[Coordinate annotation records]

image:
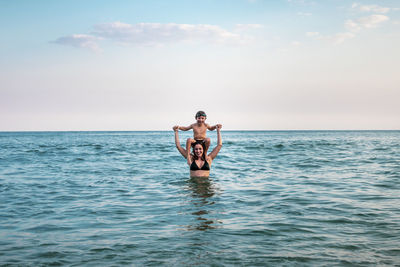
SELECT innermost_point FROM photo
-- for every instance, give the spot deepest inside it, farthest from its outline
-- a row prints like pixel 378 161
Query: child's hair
pixel 203 157
pixel 200 113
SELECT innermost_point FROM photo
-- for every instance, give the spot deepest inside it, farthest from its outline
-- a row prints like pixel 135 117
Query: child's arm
pixel 177 142
pixel 183 128
pixel 212 128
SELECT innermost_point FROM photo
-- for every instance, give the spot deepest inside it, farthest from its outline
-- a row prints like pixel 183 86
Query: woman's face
pixel 198 150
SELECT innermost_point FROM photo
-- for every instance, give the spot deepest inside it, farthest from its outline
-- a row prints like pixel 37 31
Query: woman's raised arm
pixel 177 143
pixel 216 149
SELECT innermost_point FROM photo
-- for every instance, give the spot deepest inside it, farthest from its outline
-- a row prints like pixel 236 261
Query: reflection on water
pixel 202 191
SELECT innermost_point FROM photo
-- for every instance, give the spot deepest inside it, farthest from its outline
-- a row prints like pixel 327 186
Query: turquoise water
pixel 284 198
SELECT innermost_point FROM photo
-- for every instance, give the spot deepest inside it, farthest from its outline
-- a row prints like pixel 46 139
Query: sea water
pixel 273 198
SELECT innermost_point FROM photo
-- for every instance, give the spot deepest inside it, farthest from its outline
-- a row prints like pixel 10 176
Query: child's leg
pixel 189 142
pixel 207 143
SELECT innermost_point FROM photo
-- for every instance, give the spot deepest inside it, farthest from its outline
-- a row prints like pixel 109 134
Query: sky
pixel 72 65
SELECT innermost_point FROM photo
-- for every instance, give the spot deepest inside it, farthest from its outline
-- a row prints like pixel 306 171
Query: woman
pixel 199 162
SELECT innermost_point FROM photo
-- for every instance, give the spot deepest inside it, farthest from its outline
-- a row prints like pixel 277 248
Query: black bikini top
pixel 194 167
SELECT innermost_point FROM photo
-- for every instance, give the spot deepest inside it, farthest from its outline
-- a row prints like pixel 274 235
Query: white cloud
pixel 244 27
pixel 336 39
pixel 370 8
pixel 81 41
pixel 312 34
pixel 352 26
pixel 340 37
pixel 372 21
pixel 304 14
pixel 157 33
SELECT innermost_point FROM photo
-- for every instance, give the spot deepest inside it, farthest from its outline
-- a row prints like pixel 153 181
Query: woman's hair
pixel 203 157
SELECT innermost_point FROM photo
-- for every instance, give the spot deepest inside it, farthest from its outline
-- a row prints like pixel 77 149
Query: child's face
pixel 198 150
pixel 201 119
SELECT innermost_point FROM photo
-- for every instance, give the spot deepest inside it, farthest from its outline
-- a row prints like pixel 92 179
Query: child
pixel 199 131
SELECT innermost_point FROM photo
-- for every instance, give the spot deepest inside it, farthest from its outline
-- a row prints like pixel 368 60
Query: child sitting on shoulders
pixel 199 131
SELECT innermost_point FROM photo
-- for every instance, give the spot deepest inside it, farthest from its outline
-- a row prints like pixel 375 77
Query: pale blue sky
pixel 250 64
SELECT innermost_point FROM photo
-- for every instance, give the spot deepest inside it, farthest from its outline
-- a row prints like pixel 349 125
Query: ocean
pixel 273 198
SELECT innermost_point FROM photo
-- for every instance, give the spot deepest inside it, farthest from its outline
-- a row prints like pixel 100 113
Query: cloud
pixel 80 40
pixel 157 33
pixel 246 27
pixel 312 34
pixel 353 27
pixel 153 34
pixel 370 8
pixel 365 22
pixel 304 14
pixel 336 39
pixel 372 21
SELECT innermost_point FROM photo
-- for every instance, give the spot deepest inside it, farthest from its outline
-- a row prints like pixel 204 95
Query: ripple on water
pixel 273 198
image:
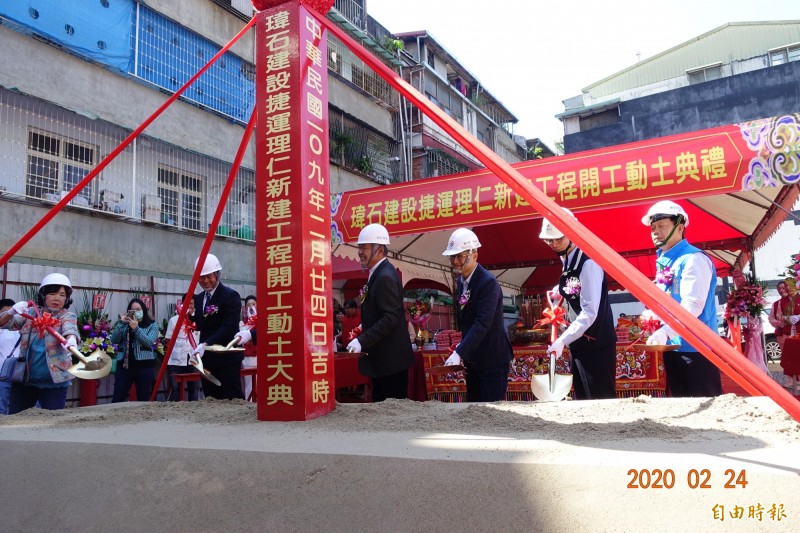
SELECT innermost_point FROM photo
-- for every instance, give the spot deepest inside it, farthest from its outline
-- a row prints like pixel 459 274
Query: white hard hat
pixel 461 240
pixel 549 231
pixel 56 279
pixel 373 234
pixel 664 209
pixel 212 264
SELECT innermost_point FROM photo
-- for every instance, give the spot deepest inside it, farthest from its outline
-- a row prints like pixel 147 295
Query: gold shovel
pixel 97 365
pixel 205 373
pixel 551 387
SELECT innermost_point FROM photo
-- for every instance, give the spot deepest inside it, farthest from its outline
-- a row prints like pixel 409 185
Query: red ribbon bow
pixel 43 323
pixel 554 316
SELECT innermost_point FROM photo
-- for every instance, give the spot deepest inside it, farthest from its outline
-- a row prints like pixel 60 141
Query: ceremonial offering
pixel 448 369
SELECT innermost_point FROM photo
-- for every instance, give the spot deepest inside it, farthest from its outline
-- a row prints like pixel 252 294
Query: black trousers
pixel 392 386
pixel 487 385
pixel 226 368
pixel 594 372
pixel 689 374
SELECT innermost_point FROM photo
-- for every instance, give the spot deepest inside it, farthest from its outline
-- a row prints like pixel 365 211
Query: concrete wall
pixel 107 241
pixel 757 94
pixel 93 91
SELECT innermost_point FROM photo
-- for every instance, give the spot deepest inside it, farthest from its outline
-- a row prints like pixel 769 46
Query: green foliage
pixel 393 45
pixel 535 152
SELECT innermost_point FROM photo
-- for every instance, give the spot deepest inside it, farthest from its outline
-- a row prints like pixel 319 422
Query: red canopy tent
pixel 734 203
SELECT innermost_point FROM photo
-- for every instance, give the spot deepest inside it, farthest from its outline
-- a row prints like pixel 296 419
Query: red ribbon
pixel 555 316
pixel 649 326
pixel 43 322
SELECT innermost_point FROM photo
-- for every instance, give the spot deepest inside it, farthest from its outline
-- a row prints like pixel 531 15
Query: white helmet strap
pixel 678 220
pixel 566 250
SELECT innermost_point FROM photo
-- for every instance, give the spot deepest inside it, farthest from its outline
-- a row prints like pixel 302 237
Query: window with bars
pixel 181 196
pixel 779 56
pixel 442 164
pixel 444 96
pixel 56 164
pixel 704 73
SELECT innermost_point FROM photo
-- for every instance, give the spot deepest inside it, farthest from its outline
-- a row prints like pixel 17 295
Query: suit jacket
pixel 219 327
pixel 383 321
pixel 484 341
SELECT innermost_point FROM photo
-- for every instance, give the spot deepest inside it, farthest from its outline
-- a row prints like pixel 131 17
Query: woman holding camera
pixel 135 335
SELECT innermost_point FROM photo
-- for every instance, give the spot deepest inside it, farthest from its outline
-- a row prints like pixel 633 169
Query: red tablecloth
pixel 638 372
pixel 790 356
pixel 345 371
pixel 346 374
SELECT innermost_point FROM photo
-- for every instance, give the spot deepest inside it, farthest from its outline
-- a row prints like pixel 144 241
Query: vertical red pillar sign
pixel 293 237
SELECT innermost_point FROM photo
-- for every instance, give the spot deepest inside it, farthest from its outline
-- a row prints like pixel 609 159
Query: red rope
pixel 742 371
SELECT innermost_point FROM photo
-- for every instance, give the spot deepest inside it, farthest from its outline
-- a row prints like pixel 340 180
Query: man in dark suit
pixel 384 337
pixel 216 317
pixel 484 350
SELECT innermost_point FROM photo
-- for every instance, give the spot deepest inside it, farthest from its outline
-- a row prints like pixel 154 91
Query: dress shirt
pixel 591 278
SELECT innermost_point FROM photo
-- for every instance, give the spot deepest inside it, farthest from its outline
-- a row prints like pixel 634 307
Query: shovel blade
pixel 551 391
pixel 96 366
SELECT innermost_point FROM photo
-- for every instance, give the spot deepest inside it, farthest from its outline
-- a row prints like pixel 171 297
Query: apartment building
pixel 77 78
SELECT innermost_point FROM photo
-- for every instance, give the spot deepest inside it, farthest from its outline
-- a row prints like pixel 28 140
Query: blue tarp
pixel 96 29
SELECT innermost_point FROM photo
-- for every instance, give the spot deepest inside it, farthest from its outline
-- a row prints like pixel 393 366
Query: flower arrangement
pixel 793 270
pixel 97 341
pixel 664 277
pixel 746 300
pixel 419 313
pixel 350 335
pixel 463 300
pixel 93 323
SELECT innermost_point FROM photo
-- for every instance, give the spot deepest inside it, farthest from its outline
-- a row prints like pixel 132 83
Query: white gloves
pixel 659 337
pixel 197 353
pixel 244 337
pixel 557 347
pixel 453 360
pixel 18 308
pixel 70 342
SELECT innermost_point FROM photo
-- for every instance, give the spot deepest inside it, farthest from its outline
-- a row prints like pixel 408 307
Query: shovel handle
pixel 231 344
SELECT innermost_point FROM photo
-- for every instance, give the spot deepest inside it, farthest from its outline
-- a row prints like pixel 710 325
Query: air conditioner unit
pixel 151 208
pixel 112 201
pixel 243 6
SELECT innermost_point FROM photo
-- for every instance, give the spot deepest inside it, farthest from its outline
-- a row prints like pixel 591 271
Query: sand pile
pixel 406 466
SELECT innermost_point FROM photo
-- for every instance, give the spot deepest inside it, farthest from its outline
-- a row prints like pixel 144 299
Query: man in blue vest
pixel 590 336
pixel 687 274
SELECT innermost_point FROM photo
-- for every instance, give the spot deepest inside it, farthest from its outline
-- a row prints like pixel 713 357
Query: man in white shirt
pixel 9 345
pixel 590 336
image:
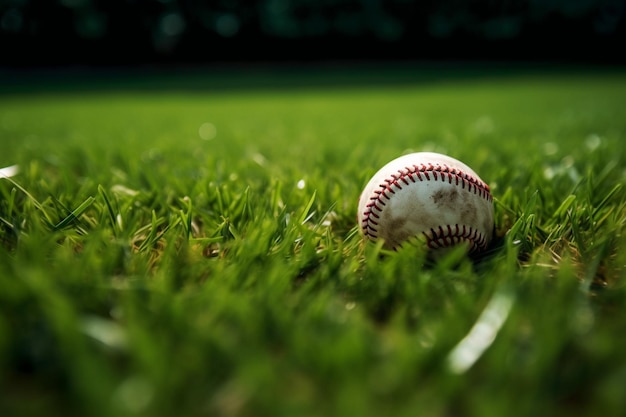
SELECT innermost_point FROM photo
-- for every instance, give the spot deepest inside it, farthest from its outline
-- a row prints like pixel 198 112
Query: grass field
pixel 186 245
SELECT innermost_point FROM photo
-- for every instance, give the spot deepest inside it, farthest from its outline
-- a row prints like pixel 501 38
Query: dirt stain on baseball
pixel 446 199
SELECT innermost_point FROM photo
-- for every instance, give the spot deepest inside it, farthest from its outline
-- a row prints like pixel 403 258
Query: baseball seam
pixel 446 235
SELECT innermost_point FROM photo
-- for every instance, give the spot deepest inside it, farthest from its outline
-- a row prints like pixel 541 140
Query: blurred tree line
pixel 101 32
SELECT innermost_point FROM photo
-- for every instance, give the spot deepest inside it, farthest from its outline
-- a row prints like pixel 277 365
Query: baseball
pixel 429 196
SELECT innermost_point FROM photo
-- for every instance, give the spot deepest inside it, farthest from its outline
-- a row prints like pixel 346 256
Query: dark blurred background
pixel 54 33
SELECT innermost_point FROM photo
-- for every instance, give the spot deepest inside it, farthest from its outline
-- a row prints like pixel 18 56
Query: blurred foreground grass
pixel 194 252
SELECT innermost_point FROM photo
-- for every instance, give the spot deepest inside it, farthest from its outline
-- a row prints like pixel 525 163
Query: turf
pixel 170 250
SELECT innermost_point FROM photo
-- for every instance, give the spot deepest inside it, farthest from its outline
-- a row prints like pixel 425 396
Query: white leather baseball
pixel 428 196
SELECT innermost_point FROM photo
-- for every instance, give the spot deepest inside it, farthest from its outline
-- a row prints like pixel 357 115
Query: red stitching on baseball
pixel 443 238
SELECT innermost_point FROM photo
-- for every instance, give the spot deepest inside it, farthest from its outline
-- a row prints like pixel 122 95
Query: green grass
pixel 191 252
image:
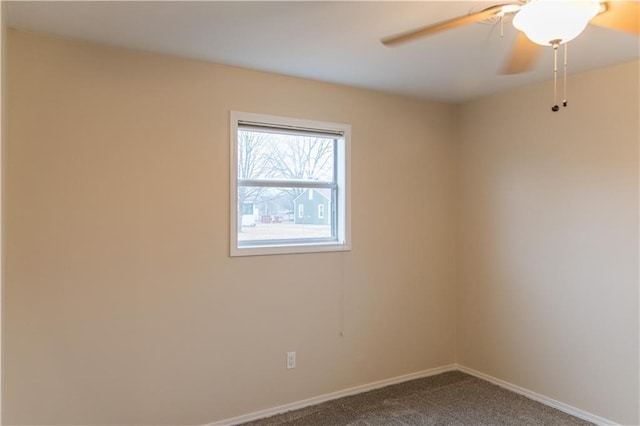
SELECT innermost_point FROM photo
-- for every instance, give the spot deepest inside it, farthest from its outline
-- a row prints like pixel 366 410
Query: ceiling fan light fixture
pixel 549 22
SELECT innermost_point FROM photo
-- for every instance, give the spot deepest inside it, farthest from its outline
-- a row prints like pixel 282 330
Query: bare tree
pixel 254 161
pixel 304 158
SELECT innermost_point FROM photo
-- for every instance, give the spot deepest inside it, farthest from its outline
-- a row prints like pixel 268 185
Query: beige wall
pixel 548 254
pixel 122 305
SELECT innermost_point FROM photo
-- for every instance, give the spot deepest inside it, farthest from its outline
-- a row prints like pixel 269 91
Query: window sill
pixel 289 249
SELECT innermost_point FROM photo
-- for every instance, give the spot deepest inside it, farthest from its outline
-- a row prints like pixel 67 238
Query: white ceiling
pixel 335 41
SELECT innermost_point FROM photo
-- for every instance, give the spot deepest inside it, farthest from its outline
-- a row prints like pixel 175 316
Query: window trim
pixel 343 213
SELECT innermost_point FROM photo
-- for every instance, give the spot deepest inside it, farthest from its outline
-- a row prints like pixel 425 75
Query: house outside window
pixel 291 177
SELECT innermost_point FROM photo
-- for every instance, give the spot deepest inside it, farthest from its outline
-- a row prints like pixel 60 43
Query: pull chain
pixel 555 106
pixel 564 83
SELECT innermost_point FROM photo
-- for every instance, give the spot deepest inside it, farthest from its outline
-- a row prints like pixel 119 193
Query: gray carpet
pixel 452 398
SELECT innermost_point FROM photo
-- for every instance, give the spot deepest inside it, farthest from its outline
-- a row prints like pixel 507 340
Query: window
pixel 283 173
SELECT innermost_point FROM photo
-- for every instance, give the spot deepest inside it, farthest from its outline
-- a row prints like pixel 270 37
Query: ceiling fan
pixel 540 23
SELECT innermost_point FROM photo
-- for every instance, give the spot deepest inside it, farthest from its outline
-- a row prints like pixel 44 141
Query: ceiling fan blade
pixel 523 56
pixel 442 26
pixel 619 15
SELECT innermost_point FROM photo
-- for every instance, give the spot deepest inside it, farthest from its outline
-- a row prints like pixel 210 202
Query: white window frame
pixel 342 241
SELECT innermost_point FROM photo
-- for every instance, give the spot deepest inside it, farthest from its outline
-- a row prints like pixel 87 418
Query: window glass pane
pixel 276 156
pixel 280 213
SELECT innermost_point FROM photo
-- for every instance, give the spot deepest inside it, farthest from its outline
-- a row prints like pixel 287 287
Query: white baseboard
pixel 537 397
pixel 417 375
pixel 333 395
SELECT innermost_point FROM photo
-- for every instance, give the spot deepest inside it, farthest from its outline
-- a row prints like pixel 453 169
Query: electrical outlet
pixel 291 360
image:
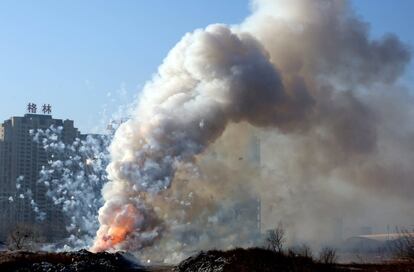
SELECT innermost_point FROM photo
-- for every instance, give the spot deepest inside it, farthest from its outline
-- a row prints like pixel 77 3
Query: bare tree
pixel 23 237
pixel 275 239
pixel 328 255
pixel 403 246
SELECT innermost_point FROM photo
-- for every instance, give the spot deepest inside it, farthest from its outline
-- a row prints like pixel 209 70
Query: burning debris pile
pixel 80 261
pixel 304 73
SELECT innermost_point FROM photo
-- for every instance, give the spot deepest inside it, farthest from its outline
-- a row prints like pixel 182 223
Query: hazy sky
pixel 88 57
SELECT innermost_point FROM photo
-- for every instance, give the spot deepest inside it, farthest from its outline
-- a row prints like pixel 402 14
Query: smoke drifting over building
pixel 303 76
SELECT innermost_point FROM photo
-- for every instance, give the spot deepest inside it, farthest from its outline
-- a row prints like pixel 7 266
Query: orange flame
pixel 121 223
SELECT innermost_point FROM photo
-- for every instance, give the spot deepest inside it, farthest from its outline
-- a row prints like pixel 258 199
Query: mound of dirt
pixel 253 259
pixel 77 261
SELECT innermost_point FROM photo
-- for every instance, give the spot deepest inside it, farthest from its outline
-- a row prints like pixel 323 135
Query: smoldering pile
pixel 76 261
pixel 322 95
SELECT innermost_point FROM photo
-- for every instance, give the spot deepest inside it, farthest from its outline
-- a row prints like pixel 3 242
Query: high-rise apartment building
pixel 21 158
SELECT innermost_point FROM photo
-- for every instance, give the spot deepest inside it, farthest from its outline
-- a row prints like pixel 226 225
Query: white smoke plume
pixel 308 75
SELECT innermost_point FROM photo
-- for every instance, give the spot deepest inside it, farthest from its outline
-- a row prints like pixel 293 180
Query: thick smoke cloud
pixel 304 76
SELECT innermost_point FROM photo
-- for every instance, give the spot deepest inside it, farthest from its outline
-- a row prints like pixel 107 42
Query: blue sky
pixel 88 57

__Task goal__.
Extract every line above that contains the string "face". Case counts.

__Solution below__.
Query: woman's face
Query: child's face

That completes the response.